━━ INFORMATION ━━

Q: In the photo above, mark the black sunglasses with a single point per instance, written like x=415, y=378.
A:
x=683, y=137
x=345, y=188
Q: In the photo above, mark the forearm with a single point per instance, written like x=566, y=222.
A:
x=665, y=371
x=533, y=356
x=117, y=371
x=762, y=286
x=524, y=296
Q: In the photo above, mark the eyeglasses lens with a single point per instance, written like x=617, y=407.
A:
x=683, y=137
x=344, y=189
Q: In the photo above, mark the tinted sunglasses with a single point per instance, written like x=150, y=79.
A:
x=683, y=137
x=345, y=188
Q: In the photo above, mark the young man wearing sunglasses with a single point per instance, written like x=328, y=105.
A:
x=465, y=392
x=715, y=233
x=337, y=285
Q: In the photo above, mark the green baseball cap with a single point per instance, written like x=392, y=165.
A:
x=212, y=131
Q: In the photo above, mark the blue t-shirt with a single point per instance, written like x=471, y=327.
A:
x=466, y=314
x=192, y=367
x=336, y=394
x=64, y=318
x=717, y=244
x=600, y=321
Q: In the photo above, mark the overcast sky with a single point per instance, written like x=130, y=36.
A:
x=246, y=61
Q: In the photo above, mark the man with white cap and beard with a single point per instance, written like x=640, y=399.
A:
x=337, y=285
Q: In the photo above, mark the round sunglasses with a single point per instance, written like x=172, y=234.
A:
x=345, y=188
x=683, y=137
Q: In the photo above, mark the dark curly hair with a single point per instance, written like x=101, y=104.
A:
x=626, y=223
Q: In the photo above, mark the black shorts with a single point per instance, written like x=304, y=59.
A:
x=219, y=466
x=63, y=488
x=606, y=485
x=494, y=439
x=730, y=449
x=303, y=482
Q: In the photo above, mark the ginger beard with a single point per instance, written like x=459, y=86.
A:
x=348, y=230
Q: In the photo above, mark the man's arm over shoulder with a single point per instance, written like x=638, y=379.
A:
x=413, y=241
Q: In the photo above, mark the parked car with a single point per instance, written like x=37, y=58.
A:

━━━

For the word "beard", go through the records and show each line that carries it.

> FINISHED EXERCISE:
Q: In the photo above, mark the man with white cap and beard with a single point per instance, written like x=640, y=399.
Q: In the photo above, mark the ginger beard with a single point per instance, written like x=459, y=86.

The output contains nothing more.